**TASK DATA**
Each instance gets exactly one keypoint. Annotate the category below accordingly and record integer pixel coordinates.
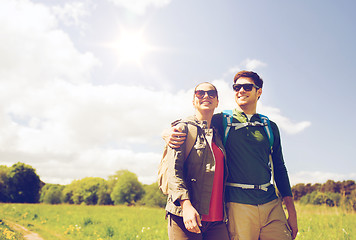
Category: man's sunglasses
(201, 93)
(247, 86)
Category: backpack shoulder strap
(191, 138)
(268, 129)
(227, 120)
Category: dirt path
(28, 235)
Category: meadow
(77, 222)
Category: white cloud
(319, 177)
(73, 13)
(139, 6)
(253, 64)
(283, 122)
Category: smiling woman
(131, 47)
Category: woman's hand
(191, 217)
(174, 137)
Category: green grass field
(57, 222)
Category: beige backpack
(163, 165)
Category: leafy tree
(90, 191)
(4, 197)
(127, 188)
(153, 196)
(51, 193)
(23, 184)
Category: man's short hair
(249, 74)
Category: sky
(87, 87)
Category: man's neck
(247, 110)
(207, 116)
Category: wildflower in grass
(24, 215)
(8, 234)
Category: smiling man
(254, 210)
(254, 162)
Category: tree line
(331, 193)
(20, 184)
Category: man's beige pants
(258, 222)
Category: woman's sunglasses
(201, 93)
(247, 87)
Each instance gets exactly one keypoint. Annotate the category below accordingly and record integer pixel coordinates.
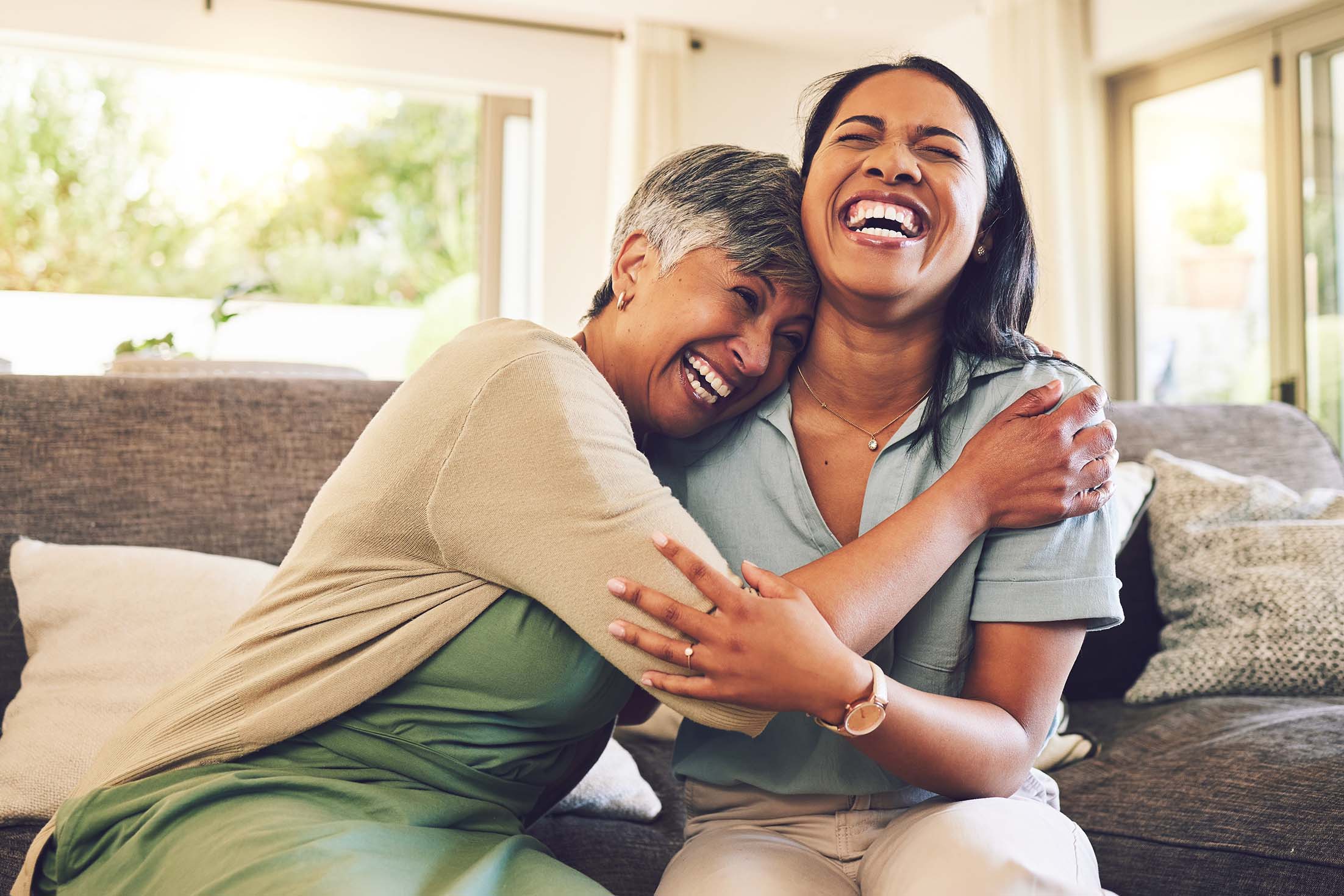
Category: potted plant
(159, 357)
(1215, 272)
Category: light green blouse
(743, 484)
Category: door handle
(1288, 391)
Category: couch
(1203, 795)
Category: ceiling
(826, 24)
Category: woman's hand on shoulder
(1029, 468)
(765, 647)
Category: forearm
(952, 746)
(866, 588)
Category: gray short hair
(742, 202)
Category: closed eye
(949, 154)
(752, 300)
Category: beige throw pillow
(108, 627)
(1250, 581)
(105, 628)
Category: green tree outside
(381, 213)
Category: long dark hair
(987, 313)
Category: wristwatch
(865, 715)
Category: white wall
(569, 78)
(1127, 32)
(748, 93)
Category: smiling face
(701, 341)
(894, 198)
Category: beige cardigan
(506, 463)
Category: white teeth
(712, 378)
(863, 212)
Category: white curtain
(649, 96)
(1049, 101)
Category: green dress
(421, 790)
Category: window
(1230, 198)
(347, 216)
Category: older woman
(913, 773)
(431, 666)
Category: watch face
(865, 717)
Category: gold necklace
(873, 437)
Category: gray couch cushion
(627, 858)
(1213, 794)
(215, 465)
(14, 847)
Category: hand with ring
(763, 645)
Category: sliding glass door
(1229, 249)
(1318, 63)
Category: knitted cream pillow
(1250, 579)
(105, 628)
(108, 627)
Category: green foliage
(382, 213)
(157, 346)
(1214, 218)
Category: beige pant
(748, 841)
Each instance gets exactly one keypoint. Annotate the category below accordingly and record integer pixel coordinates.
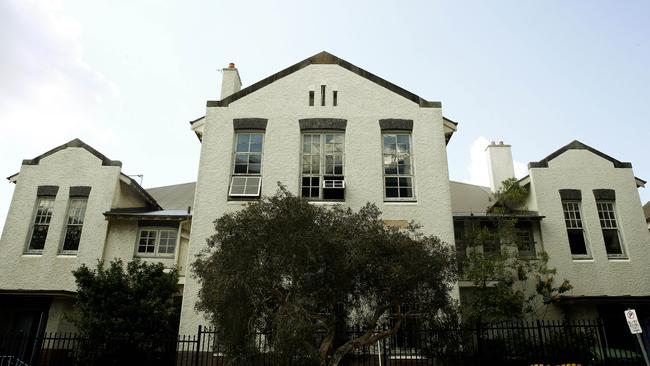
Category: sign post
(635, 328)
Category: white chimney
(231, 83)
(500, 166)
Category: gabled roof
(105, 162)
(577, 145)
(175, 197)
(324, 58)
(74, 143)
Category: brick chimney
(500, 166)
(231, 83)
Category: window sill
(621, 258)
(243, 199)
(327, 202)
(583, 259)
(153, 256)
(32, 254)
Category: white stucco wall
(122, 241)
(583, 170)
(362, 103)
(50, 270)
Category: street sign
(632, 321)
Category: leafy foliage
(503, 279)
(302, 272)
(125, 310)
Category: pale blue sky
(127, 76)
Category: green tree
(125, 312)
(303, 272)
(506, 285)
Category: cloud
(49, 93)
(478, 165)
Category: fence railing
(585, 342)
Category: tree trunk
(340, 353)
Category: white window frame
(156, 251)
(43, 220)
(610, 222)
(322, 164)
(575, 223)
(76, 219)
(528, 230)
(246, 179)
(398, 175)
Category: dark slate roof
(577, 145)
(174, 197)
(74, 143)
(324, 58)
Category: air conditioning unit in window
(334, 184)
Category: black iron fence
(588, 342)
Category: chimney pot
(500, 165)
(230, 83)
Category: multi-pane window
(525, 241)
(489, 238)
(459, 238)
(41, 224)
(574, 228)
(157, 242)
(322, 166)
(398, 166)
(246, 180)
(607, 217)
(76, 213)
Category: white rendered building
(335, 134)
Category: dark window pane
(405, 182)
(72, 237)
(612, 244)
(256, 138)
(389, 139)
(243, 138)
(38, 237)
(577, 242)
(333, 194)
(403, 139)
(256, 147)
(240, 168)
(242, 148)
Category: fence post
(540, 332)
(198, 347)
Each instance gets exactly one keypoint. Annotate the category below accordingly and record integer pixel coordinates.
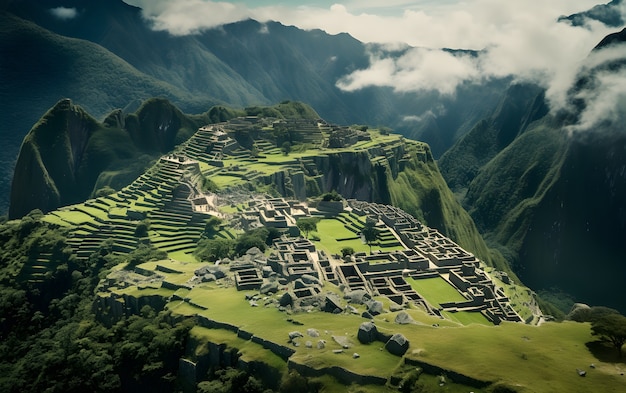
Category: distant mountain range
(552, 201)
(108, 57)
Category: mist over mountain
(549, 187)
(520, 149)
(239, 64)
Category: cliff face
(48, 171)
(68, 155)
(402, 173)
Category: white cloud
(64, 13)
(515, 38)
(418, 69)
(604, 93)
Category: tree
(347, 251)
(212, 226)
(214, 249)
(369, 233)
(286, 148)
(611, 328)
(306, 225)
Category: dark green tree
(369, 233)
(347, 251)
(214, 249)
(286, 148)
(212, 226)
(307, 225)
(611, 328)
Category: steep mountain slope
(37, 68)
(554, 196)
(521, 105)
(68, 156)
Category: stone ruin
(299, 266)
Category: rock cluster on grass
(374, 307)
(209, 273)
(403, 318)
(396, 344)
(368, 333)
(332, 303)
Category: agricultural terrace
(305, 300)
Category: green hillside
(121, 292)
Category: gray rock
(295, 334)
(352, 310)
(254, 252)
(357, 297)
(332, 303)
(209, 277)
(299, 284)
(286, 300)
(267, 271)
(375, 307)
(310, 280)
(269, 287)
(403, 318)
(367, 333)
(397, 345)
(342, 341)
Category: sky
(521, 39)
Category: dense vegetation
(50, 340)
(68, 156)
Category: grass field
(435, 290)
(529, 358)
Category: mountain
(610, 14)
(108, 56)
(548, 189)
(68, 156)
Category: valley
(309, 302)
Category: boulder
(357, 297)
(254, 252)
(286, 300)
(403, 318)
(299, 284)
(310, 280)
(269, 287)
(397, 345)
(367, 333)
(343, 341)
(208, 277)
(295, 334)
(332, 303)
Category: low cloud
(603, 95)
(418, 69)
(64, 13)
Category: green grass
(435, 290)
(329, 230)
(530, 358)
(467, 317)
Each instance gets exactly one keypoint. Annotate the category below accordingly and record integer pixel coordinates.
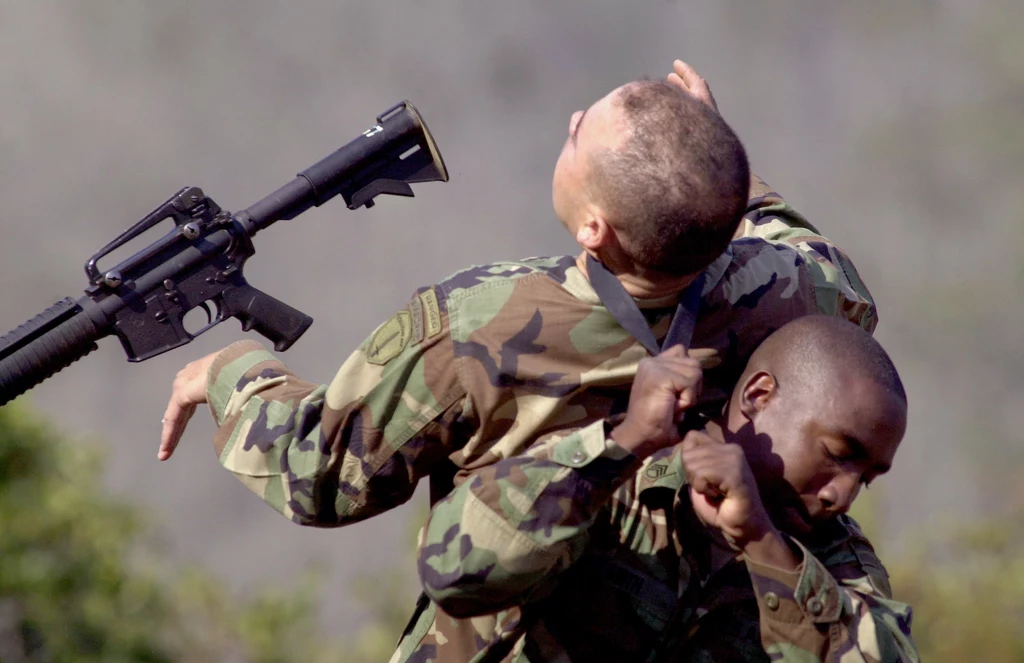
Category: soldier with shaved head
(679, 244)
(725, 541)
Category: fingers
(187, 391)
(687, 75)
(175, 419)
(686, 78)
(713, 467)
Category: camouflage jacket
(577, 551)
(482, 365)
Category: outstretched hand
(686, 78)
(187, 391)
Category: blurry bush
(82, 578)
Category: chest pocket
(604, 610)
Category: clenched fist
(664, 388)
(723, 490)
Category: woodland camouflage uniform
(496, 359)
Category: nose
(837, 496)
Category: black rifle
(143, 299)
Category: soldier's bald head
(814, 354)
(819, 412)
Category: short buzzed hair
(676, 189)
(808, 351)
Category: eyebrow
(579, 124)
(858, 449)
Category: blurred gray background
(896, 127)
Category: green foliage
(967, 588)
(81, 580)
(61, 572)
(965, 582)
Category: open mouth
(795, 520)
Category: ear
(757, 391)
(595, 234)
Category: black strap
(625, 309)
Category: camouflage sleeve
(327, 455)
(498, 538)
(835, 608)
(839, 289)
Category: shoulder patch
(416, 318)
(390, 339)
(431, 313)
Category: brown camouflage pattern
(581, 553)
(485, 363)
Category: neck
(639, 285)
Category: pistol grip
(269, 317)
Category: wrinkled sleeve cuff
(227, 371)
(596, 457)
(809, 593)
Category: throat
(643, 287)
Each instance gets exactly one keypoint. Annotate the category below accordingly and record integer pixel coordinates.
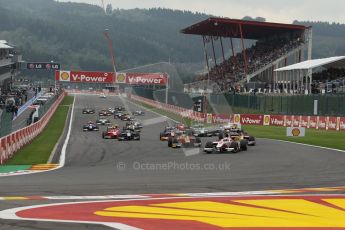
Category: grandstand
(264, 47)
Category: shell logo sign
(121, 78)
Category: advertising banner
(146, 78)
(321, 124)
(42, 66)
(84, 76)
(312, 122)
(288, 120)
(295, 131)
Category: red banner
(252, 119)
(84, 76)
(276, 120)
(142, 78)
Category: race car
(119, 108)
(226, 145)
(118, 114)
(168, 132)
(135, 125)
(90, 126)
(103, 121)
(199, 130)
(184, 140)
(112, 132)
(104, 112)
(127, 117)
(88, 110)
(138, 113)
(128, 135)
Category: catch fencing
(13, 142)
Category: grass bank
(38, 152)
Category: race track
(95, 166)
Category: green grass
(330, 139)
(38, 152)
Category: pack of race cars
(228, 138)
(130, 131)
(231, 138)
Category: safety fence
(13, 142)
(315, 122)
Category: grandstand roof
(331, 62)
(226, 27)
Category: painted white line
(64, 147)
(307, 145)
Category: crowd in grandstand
(259, 55)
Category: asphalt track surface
(108, 167)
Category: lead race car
(90, 126)
(184, 140)
(226, 145)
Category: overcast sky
(273, 10)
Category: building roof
(226, 27)
(331, 62)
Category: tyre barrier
(13, 142)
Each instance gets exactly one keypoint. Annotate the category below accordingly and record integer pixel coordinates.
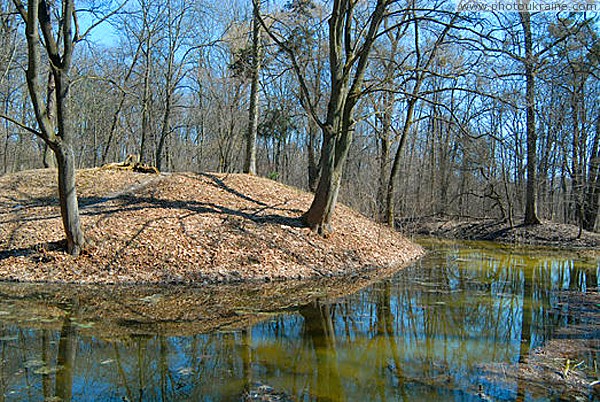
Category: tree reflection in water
(425, 333)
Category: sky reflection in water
(426, 333)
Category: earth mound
(182, 228)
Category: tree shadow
(37, 250)
(128, 202)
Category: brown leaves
(183, 228)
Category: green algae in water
(453, 326)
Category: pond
(453, 326)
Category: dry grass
(182, 228)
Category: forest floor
(182, 228)
(546, 234)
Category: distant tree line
(403, 108)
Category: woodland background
(442, 113)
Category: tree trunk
(531, 217)
(592, 201)
(314, 166)
(333, 156)
(67, 193)
(391, 189)
(56, 136)
(250, 161)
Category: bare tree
(250, 159)
(58, 42)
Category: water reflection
(427, 333)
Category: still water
(445, 328)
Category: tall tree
(256, 58)
(58, 42)
(351, 40)
(531, 216)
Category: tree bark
(56, 136)
(347, 70)
(592, 200)
(250, 161)
(531, 217)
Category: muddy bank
(183, 228)
(546, 234)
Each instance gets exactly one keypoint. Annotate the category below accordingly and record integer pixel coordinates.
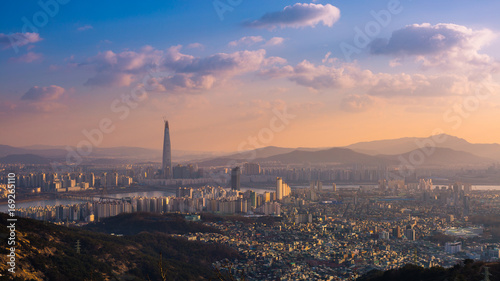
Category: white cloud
(297, 16)
(27, 58)
(85, 27)
(247, 40)
(18, 39)
(195, 46)
(275, 41)
(50, 93)
(356, 103)
(172, 69)
(350, 76)
(442, 45)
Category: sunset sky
(346, 71)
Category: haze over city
(250, 140)
(344, 70)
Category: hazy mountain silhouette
(439, 157)
(404, 145)
(336, 155)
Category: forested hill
(468, 270)
(48, 252)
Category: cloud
(442, 45)
(195, 46)
(349, 76)
(18, 39)
(173, 70)
(50, 93)
(247, 40)
(119, 69)
(297, 16)
(27, 58)
(275, 41)
(85, 27)
(356, 103)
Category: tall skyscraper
(279, 188)
(167, 155)
(235, 178)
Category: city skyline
(334, 67)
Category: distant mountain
(263, 152)
(336, 155)
(441, 157)
(7, 150)
(121, 154)
(404, 145)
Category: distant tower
(279, 188)
(166, 167)
(235, 178)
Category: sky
(238, 74)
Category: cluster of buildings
(187, 200)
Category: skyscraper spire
(167, 156)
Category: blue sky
(64, 79)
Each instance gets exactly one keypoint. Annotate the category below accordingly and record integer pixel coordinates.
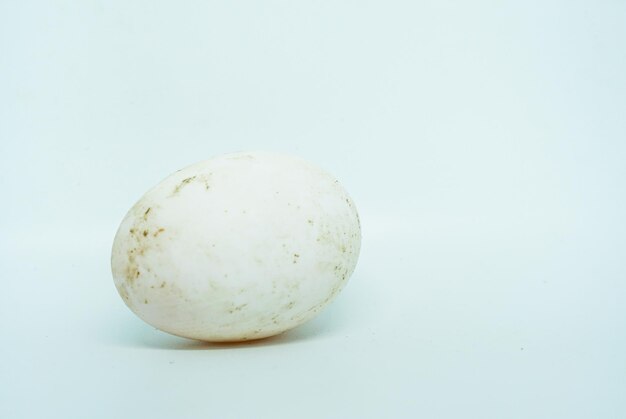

**PROBLEM REQUIREMENTS**
What is needed is an exact restatement of the lines from the line with "Category: dry grass" through the final line of the data, pictures excluded.

**PROBLEM SOLUTION**
Category: dry grass
(182, 228)
Category: forest floor
(182, 228)
(546, 234)
Category: distant tree line
(403, 108)
Category: woodland background
(442, 113)
Category: tree trunk
(531, 217)
(592, 201)
(314, 166)
(333, 156)
(67, 193)
(391, 189)
(56, 136)
(250, 161)
Category: bare tree
(250, 159)
(58, 42)
Category: water reflection
(427, 333)
Category: still water
(445, 328)
Category: tall tree
(256, 58)
(58, 42)
(351, 40)
(531, 216)
Category: tree bark
(56, 136)
(347, 70)
(592, 200)
(250, 161)
(531, 217)
Category: muddy bank
(183, 228)
(546, 234)
Each instance gets exactly one keypoint. Annotate the category below accordingly and record integer pixel coordinates.
Category: white cloud
(297, 16)
(27, 58)
(85, 27)
(247, 40)
(18, 39)
(195, 46)
(275, 41)
(50, 93)
(356, 103)
(172, 69)
(350, 76)
(442, 45)
Category: sunset sky
(346, 71)
Category: haze over city
(250, 140)
(344, 70)
Category: hazy mountain silhouette
(439, 157)
(404, 145)
(336, 155)
Category: forested hill
(468, 270)
(48, 252)
Category: cloud
(442, 45)
(195, 46)
(349, 76)
(18, 39)
(173, 70)
(50, 93)
(247, 40)
(119, 69)
(297, 16)
(27, 58)
(275, 41)
(85, 27)
(356, 103)
Category: tall skyscraper
(279, 188)
(167, 155)
(235, 178)
Category: city skyline
(334, 67)
Category: distant mountain
(263, 152)
(336, 155)
(441, 157)
(7, 150)
(121, 154)
(404, 145)
Category: distant tower
(279, 188)
(166, 167)
(235, 178)
Category: sky
(238, 74)
Category: cluster of buildings
(187, 200)
Category: skyscraper spire
(167, 156)
Category: blue sky
(64, 79)
Each instance gets exactly one keypoint. Annotate the category below accordingly and record integer pixel coordinates.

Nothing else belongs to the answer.